Source passage -
It is apparent from the foregoing that the entire consideration of a claim by a State employee is to be before the Court of Claims and must be filed therein, nothing pertaining thereto being left within the jurisdiction of the Industrial Commission. In reaching its determination as to the merits of such applications the Court of Claims is governed by the *166various rules laid down by the Workmen’s Compensation Act.

Fortunately for claimant herein, his mistake was discovered in apt time, and his application was filed with the Court of Claims on December 10, 1932. The last payment resulting from claimant’s employment by the State was paid to him, according to the record, on the 24th day of December, 1931, being for wages for 13 days’ employment and for additional unproductive time when not able to work, being seventeen days in all during June, 1931, for which he was paid. The injury occurred on June 2, 1931 and he worked off and on during the following days until the 13th day of June. He received full pay for the month of July, in the sum of one hundred seventy-four ($174.00) dollars, that being his regular monthly wage. His sworn statement of claim is for temporary total disability of four hundred forty-five and 86/100 ($445.86) dollars, and for medical care and attendance of forty-seven and 50/100 ($47.50) dollars, or a total of four hundred ninety-three and 36/100 ($493.36) dollars. In the reply brief filed by his counsel on September 15, 1937, claimant agrees with a computation made by counsel for respondent that the total amount of recovery due him for temporary total incapacity should be four hundred three and 50/100 ($403.50) dollars, with the further contention therein made by claimant that he should receive an additional award of twenty-eight and 80/100 ($28.80) dollars for the expense incurred in taking evidence in this cause. This latter contentention is without merit and there is no basis for same under the terms of the W. C. A.

The proof herein supports the claim for compensation and shows that the accident in question arose out of and in the course of claimant’s employment by the State; that both claimant and respondent at the time were operating within the terms of the Workmen’s Compensation Act; that claimant sustained an accidental injury on June 2, 1931 when he slipped on the tile floor in the bakery at the Kankakee State Hospital, striking his left shin against the sharp corner of a wooden step causing an abrasion and bruise thereof. The injury was reported to Dr. Francis J. Sullivan, a member of the Kankakee State Hospital staff. He thereafter received treatment from Dr. Sullivan and another attendant, and as the leg began to swell he was confined to his home. About the *167middle of August claimant worked for approximately three weeks at Walnut Grove as a chef, but as the wound reopened and the leg again began to swell he was unable to work until April 1, 1932.

Compensation' at the rate of fifteen ($15.00) dollars per week for the period between June 13,1931 and April 1,1932 — • thirty-eight and one-half (38%) weeks (omitting the three weeks that claimant worked in August) figures five hundred seventy-seven and 50/100 ($577.50) dollars. From this should be deducted one hundred seventy-four ($174.00) dollars compensation heretofore paid, leaving a balance of four hundred three and 50/100 ($403.50) dollars for temporary total disability as claimed. An award is hereby made in favor of claimant for the latter sum.

This award being subject to the provisions of an Act entitled, “An Act making an appropriation to pay compensation claims of State employees and providing for the method of payment thereof,” approved July 3, 1937 (Sess. Laws 1937, p. 83) and being, by the terms of such Act, subject to the approval of the Governor, is hereby, if and when such approval is given, made payable from the appropriation from the General Revenue Fund in the manner provided for in such Act.

Tasks to complete -
1 - Answer these questions from the court opinion:
(a) Where was the claimant when he slipped?
(b) At what weekly rate was compensation figured?
(c) On what date was the claimant's application filed with the Court of Claims?
2 - For each statement, say yes or no depending on whether it agrees with the court opinion, and quote the words that decide it.
(a) The claimant struck his right shin when he fell.
(b) The claimant's request for an extra $28.80 for taking evidence was granted.
(c) The claimant was paid his full wage for July.
Use only the court opinion to answer.

[Referring expression pointing data]
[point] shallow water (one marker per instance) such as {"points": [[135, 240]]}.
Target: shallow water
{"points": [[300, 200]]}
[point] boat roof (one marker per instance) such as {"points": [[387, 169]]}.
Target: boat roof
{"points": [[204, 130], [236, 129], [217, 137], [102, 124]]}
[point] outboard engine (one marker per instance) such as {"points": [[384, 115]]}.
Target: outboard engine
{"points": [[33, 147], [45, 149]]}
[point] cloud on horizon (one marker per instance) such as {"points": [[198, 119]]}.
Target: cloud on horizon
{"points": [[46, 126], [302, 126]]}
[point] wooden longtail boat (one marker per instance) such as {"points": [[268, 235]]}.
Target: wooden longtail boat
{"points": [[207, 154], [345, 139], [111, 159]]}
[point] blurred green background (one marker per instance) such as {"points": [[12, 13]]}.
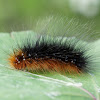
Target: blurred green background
{"points": [[18, 15]]}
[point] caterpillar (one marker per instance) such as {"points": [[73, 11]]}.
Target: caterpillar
{"points": [[51, 54]]}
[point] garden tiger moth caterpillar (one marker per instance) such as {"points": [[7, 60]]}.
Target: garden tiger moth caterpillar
{"points": [[52, 54]]}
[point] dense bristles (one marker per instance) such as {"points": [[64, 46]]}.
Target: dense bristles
{"points": [[55, 55]]}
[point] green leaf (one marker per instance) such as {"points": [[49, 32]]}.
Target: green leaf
{"points": [[21, 85]]}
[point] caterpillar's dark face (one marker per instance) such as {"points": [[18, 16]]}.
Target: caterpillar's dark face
{"points": [[18, 60]]}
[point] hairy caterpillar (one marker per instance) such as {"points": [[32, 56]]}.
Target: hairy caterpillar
{"points": [[52, 54]]}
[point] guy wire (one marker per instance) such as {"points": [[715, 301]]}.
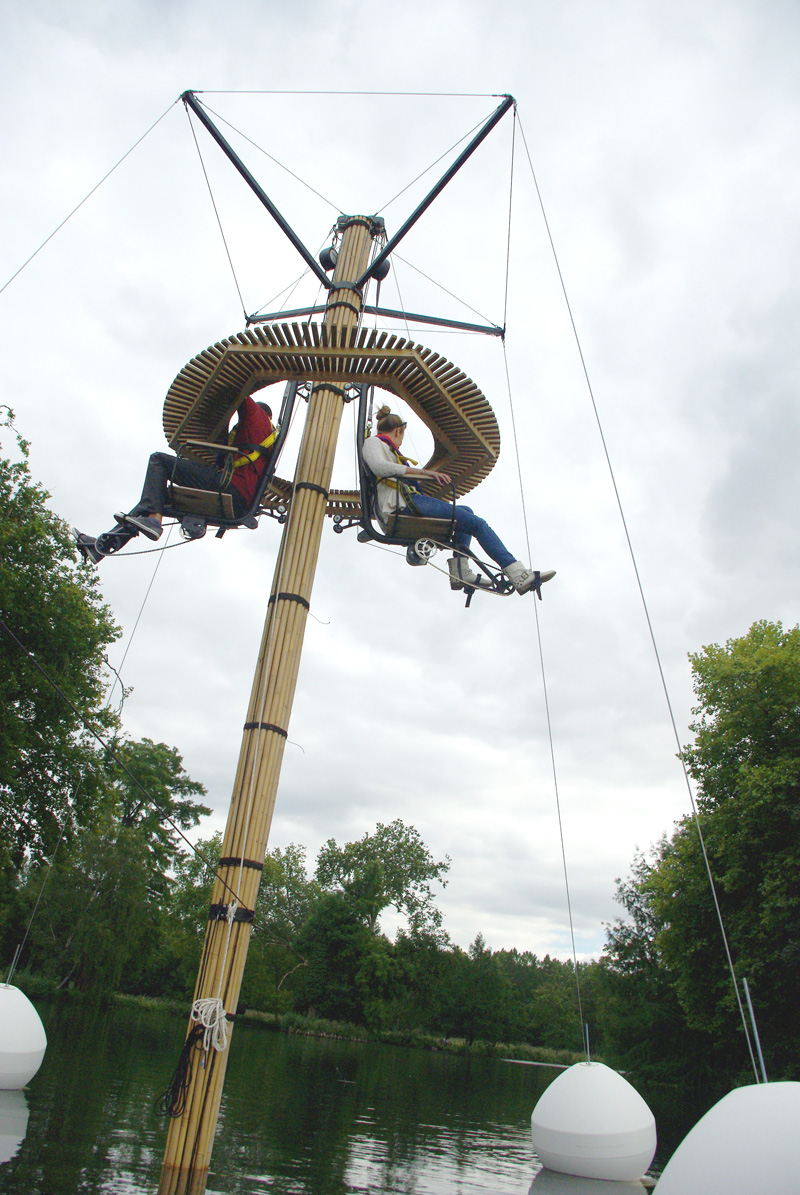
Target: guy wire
{"points": [[647, 617]]}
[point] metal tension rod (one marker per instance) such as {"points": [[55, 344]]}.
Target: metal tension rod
{"points": [[190, 100], [508, 102], [389, 313]]}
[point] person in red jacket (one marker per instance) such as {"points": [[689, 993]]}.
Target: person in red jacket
{"points": [[236, 475]]}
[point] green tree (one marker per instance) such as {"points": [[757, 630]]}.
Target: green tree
{"points": [[643, 1024], [389, 868], [52, 605], [745, 759], [335, 944], [104, 920], [285, 901]]}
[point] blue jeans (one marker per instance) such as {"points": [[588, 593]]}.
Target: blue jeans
{"points": [[187, 472], [468, 524]]}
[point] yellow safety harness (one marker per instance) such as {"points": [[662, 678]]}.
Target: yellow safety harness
{"points": [[251, 457], [404, 489], [246, 458]]}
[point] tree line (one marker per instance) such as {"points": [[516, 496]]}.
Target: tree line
{"points": [[91, 827]]}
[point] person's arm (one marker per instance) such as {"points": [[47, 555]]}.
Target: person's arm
{"points": [[379, 459], [254, 423]]}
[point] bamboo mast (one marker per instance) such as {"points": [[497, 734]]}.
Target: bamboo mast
{"points": [[190, 1135]]}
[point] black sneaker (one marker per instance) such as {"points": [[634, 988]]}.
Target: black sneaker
{"points": [[147, 525], [86, 546]]}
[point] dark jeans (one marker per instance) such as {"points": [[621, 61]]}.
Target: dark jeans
{"points": [[183, 471], [468, 524]]}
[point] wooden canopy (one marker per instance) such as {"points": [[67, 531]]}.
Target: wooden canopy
{"points": [[203, 397]]}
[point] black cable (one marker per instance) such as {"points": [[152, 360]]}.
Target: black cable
{"points": [[219, 222], [173, 1101]]}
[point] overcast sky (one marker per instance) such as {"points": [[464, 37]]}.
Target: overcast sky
{"points": [[665, 140]]}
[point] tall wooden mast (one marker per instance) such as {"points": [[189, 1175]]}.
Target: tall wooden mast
{"points": [[190, 1137]]}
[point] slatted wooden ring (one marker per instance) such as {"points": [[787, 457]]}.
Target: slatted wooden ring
{"points": [[205, 394]]}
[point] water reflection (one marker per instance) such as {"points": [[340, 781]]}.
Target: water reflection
{"points": [[550, 1182], [13, 1123], [299, 1115]]}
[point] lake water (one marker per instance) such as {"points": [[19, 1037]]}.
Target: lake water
{"points": [[300, 1115]]}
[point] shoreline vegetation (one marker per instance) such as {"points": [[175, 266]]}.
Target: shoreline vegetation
{"points": [[297, 1024]]}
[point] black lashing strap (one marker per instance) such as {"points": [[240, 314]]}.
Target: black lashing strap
{"points": [[312, 485], [266, 725], [231, 860], [297, 598], [219, 913]]}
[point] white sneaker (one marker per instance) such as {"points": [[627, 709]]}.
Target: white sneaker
{"points": [[462, 576], [524, 578]]}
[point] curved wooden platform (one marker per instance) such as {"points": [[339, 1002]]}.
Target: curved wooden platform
{"points": [[203, 397]]}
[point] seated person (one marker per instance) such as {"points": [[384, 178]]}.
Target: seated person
{"points": [[234, 475], [384, 459]]}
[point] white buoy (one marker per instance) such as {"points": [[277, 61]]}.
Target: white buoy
{"points": [[550, 1182], [13, 1123], [746, 1143], [23, 1040], [592, 1123]]}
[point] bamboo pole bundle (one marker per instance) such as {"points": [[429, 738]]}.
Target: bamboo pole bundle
{"points": [[190, 1135]]}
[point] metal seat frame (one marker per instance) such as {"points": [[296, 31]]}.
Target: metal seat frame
{"points": [[194, 508]]}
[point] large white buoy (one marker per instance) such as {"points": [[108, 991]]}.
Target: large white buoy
{"points": [[23, 1040], [592, 1123], [746, 1143], [13, 1123]]}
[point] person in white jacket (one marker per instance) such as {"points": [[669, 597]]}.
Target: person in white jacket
{"points": [[383, 457]]}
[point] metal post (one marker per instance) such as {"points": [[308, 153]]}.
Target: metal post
{"points": [[190, 1138], [755, 1028]]}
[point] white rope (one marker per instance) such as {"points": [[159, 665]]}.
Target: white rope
{"points": [[208, 1012]]}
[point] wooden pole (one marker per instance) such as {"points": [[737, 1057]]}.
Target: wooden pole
{"points": [[191, 1134]]}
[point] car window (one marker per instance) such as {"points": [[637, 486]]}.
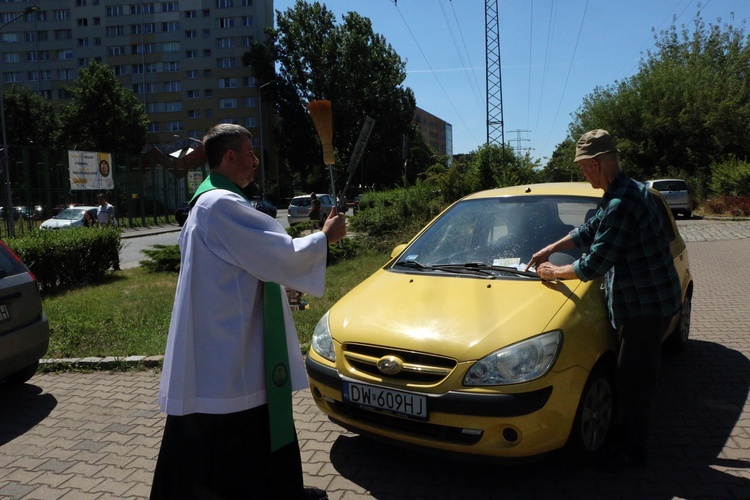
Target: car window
{"points": [[301, 201], [498, 231], [9, 265]]}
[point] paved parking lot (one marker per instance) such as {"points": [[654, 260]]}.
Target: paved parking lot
{"points": [[96, 435]]}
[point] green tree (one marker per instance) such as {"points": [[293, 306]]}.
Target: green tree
{"points": [[688, 107], [354, 68], [31, 119], [102, 115]]}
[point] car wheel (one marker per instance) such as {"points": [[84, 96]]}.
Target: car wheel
{"points": [[677, 341], [22, 376], [594, 416]]}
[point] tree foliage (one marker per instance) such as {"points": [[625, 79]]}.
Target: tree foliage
{"points": [[688, 106], [354, 68], [102, 115]]}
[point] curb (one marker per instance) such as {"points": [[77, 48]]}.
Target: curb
{"points": [[107, 363]]}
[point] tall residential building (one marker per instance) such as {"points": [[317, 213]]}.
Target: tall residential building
{"points": [[182, 58]]}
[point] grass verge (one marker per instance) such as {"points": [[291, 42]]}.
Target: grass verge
{"points": [[129, 313]]}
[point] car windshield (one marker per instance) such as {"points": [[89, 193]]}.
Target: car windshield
{"points": [[70, 214], [478, 235], [302, 201]]}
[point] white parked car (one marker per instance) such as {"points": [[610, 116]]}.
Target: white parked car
{"points": [[299, 207], [70, 217], [675, 191]]}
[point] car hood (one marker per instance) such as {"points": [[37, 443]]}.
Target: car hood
{"points": [[463, 318]]}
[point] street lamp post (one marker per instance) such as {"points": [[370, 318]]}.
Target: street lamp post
{"points": [[6, 158], [262, 155]]}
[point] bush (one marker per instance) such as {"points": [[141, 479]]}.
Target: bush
{"points": [[69, 257], [162, 259], [738, 206], [731, 178], [386, 219]]}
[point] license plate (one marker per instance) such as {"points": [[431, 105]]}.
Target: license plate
{"points": [[386, 400]]}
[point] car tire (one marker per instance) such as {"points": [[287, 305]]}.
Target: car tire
{"points": [[678, 339], [594, 417], [22, 376]]}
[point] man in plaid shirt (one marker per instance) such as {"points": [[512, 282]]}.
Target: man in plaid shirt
{"points": [[628, 245]]}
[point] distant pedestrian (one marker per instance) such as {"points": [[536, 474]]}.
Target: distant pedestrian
{"points": [[105, 213]]}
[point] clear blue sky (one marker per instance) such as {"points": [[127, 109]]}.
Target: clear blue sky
{"points": [[553, 54]]}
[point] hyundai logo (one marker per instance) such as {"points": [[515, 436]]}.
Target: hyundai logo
{"points": [[390, 365]]}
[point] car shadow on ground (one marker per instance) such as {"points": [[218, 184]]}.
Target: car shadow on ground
{"points": [[701, 396], [21, 408]]}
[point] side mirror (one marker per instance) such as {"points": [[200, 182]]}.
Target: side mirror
{"points": [[396, 251]]}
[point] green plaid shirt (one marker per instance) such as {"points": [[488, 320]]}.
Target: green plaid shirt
{"points": [[629, 246]]}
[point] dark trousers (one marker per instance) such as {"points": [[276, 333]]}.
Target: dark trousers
{"points": [[638, 372], [225, 457]]}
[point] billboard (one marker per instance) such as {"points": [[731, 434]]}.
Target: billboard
{"points": [[90, 170]]}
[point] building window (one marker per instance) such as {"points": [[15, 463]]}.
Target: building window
{"points": [[225, 43], [171, 47], [227, 83], [170, 26], [225, 62], [174, 126], [115, 30], [226, 22], [63, 34], [65, 74]]}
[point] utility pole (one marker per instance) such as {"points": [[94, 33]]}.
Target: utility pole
{"points": [[518, 140], [495, 126]]}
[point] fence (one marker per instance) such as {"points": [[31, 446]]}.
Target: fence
{"points": [[147, 187]]}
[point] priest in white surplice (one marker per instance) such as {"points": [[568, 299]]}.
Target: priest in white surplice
{"points": [[217, 439]]}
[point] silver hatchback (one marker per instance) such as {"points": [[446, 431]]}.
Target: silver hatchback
{"points": [[24, 328]]}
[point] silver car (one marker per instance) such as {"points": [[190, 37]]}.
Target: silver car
{"points": [[24, 328], [299, 207], [675, 191]]}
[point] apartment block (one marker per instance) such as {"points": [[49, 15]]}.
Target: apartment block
{"points": [[182, 58]]}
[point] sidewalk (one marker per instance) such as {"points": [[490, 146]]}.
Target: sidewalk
{"points": [[95, 435]]}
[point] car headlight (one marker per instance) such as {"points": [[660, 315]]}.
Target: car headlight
{"points": [[322, 341], [517, 363]]}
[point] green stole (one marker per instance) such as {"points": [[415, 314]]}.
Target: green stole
{"points": [[278, 379]]}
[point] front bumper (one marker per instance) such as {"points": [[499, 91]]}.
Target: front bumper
{"points": [[511, 424]]}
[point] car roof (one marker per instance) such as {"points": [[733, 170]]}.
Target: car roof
{"points": [[548, 189]]}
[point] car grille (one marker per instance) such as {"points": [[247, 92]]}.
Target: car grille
{"points": [[435, 432], [418, 368]]}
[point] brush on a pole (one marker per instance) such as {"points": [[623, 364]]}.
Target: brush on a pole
{"points": [[320, 111]]}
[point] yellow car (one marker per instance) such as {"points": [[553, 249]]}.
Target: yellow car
{"points": [[453, 346]]}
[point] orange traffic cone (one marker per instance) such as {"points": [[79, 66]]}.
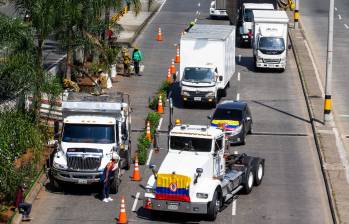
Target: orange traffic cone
{"points": [[172, 68], [160, 107], [136, 175], [168, 78], [148, 204], [159, 36], [122, 214], [177, 59], [147, 133]]}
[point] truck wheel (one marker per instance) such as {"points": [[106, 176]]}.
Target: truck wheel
{"points": [[259, 172], [248, 183], [114, 186], [213, 207]]}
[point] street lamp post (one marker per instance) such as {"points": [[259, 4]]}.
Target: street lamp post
{"points": [[328, 84]]}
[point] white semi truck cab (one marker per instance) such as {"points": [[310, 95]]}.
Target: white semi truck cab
{"points": [[94, 128], [270, 39], [198, 174], [207, 62], [245, 23], [218, 9]]}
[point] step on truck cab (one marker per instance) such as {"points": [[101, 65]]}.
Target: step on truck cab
{"points": [[270, 39], [207, 62], [198, 174], [245, 23], [94, 128], [218, 9]]}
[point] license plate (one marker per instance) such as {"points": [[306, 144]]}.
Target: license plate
{"points": [[82, 181], [172, 207]]}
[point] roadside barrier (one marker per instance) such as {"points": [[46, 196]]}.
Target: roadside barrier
{"points": [[172, 68], [122, 214], [159, 37], [148, 134], [177, 59], [160, 107], [136, 175]]}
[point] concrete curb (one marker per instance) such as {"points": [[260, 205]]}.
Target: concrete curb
{"points": [[31, 196], [326, 177]]}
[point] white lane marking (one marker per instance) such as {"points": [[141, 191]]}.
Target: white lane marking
{"points": [[160, 122], [315, 68], [134, 206], [233, 208], [149, 157], [342, 153]]}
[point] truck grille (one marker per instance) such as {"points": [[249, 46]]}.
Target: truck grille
{"points": [[274, 61], [83, 162]]}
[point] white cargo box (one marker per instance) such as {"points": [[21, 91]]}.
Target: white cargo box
{"points": [[207, 46]]}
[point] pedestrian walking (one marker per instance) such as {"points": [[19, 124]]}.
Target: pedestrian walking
{"points": [[137, 57], [108, 172], [126, 61], [23, 207]]}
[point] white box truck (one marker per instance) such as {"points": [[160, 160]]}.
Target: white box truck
{"points": [[198, 176], [207, 62], [270, 39], [94, 129], [245, 24], [218, 9]]}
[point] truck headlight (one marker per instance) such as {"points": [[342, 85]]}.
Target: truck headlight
{"points": [[59, 166], [202, 195], [210, 94], [185, 93]]}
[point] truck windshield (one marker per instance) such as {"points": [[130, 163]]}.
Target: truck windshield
{"points": [[190, 144], [198, 75], [88, 133], [226, 114], [271, 44], [248, 15]]}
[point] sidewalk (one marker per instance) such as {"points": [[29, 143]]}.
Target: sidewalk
{"points": [[332, 153]]}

Task-by-task answers -
1 -
(a) On the tile floor in the bakery at the Kankakee State Hospital
(b) Fifteen ($15.00) dollars per week
(c) December 10, 1932

2 -
(a) No: "striking his left shin against the sharp corner of a wooden step"
(b) No: "there is no basis for same under the terms of the W. C. A."
(c) Yes: "He received full pay for the month of July, in the sum of one hundred seventy-four ($174.00) dollars"